»»

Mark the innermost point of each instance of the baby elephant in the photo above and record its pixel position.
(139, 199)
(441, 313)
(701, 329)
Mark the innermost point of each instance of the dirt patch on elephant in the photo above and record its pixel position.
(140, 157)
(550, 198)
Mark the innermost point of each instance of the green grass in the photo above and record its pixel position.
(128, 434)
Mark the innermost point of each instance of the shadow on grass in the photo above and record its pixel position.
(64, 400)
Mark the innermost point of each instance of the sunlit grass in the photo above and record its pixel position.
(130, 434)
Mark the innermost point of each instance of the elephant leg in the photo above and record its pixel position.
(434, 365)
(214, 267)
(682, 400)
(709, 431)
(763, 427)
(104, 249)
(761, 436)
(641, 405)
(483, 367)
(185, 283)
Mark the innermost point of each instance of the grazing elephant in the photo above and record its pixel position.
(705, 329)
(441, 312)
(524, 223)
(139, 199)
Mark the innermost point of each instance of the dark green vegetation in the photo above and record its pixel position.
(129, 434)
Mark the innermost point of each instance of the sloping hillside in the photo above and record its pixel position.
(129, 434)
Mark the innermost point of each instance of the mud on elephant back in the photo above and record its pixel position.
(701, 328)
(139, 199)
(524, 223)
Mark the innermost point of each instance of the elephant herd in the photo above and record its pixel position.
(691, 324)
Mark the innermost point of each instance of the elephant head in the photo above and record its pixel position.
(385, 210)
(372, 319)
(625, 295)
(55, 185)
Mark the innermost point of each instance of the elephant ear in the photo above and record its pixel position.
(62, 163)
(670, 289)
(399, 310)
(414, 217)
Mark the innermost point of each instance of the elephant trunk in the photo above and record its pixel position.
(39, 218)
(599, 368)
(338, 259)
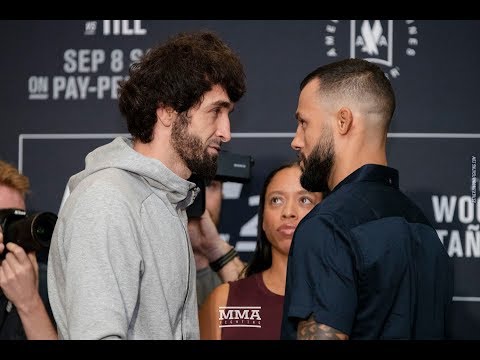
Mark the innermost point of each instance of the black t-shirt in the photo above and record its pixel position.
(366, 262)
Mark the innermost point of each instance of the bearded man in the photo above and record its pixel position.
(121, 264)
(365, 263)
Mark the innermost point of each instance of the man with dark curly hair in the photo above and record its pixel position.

««
»»

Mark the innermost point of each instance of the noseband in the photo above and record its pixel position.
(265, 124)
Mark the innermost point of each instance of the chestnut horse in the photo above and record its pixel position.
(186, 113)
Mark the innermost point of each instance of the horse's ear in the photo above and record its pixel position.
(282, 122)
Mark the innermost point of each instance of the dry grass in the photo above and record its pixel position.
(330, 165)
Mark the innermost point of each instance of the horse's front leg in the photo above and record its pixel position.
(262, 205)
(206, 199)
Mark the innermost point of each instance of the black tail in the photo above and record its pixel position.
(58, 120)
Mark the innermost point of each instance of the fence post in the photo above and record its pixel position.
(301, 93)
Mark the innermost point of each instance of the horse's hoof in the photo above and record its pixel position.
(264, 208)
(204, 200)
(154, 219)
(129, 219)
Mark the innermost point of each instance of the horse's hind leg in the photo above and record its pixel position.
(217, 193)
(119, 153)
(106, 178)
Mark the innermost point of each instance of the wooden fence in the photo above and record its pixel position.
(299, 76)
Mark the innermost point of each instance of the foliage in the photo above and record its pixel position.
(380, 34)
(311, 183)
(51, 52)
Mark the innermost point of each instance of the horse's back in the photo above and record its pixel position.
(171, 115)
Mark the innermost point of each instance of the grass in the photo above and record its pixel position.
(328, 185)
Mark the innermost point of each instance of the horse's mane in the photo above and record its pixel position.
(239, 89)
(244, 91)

««
»»

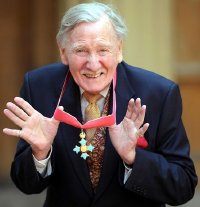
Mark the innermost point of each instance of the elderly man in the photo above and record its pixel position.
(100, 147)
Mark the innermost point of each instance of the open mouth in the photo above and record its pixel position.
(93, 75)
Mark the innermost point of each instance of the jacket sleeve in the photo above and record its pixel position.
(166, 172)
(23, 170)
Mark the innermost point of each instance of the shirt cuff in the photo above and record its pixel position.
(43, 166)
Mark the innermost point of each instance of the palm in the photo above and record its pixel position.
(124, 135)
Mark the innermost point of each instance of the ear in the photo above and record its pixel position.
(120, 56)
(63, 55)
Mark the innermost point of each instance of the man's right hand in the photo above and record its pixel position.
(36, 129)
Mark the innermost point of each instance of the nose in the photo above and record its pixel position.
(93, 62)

««

EXERCISE DETAILS ->
Give back, exactly and without pictures, the stretch of the records above from the line containing "Mark the innermost point of each instance of the shadow" through the line containing "Mark the innermost point of each instance of the man with", with both end lines included.

RESPONSE AREA ->
Mark the innermost point of each instance of the shadow on grass in the photo above and record its pixel position.
(64, 400)
Mark the innermost point of each instance of the sunlit grass in the photo above and record its pixel position.
(130, 434)
Mark the innermost point of each instance of the elephant leg in the photo above and record its pixel position.
(434, 365)
(214, 267)
(682, 400)
(709, 431)
(763, 427)
(104, 249)
(761, 436)
(641, 405)
(483, 367)
(185, 283)
Mark the innermost point of each instance of the grazing elephant in the photo above and record its pixel position.
(705, 329)
(441, 312)
(524, 223)
(139, 199)
Mark the innermost point of each instance of the dark green vegetation in the photo above and record its pixel position.
(129, 434)
Mark the innermost point of each instance of the sloping hillside in the photo above and record its pixel position.
(129, 434)
Mark the innermost point of each instance of the mud on elephant back in the photo above and record its pixel position.
(701, 328)
(139, 199)
(524, 223)
Mark the innermost point of each instance of the elephant herd in the photo above and record its pixel position.
(691, 324)
Mark the innermost point of each instance of the elephant head in the photo above and record its pixel position.
(385, 210)
(372, 319)
(625, 295)
(55, 185)
Mark the innermost point of each instance of the elephant ear in the photo above and record its pixel position.
(62, 163)
(670, 289)
(399, 310)
(414, 217)
Mark the innermost point of each instance of the elephant trunk in the photo above and record its pixel position.
(39, 218)
(599, 368)
(338, 259)
Mark the innermost point of each instance of the black t-shirt in the photo above and record its pixel position.
(366, 262)
Mark the innermost point of each instance of the bearded man in the photo above and record its pixel position.
(121, 264)
(365, 263)
Mark the innermost point of each instance of the man with dark curly hair in the photo above and record its pixel position.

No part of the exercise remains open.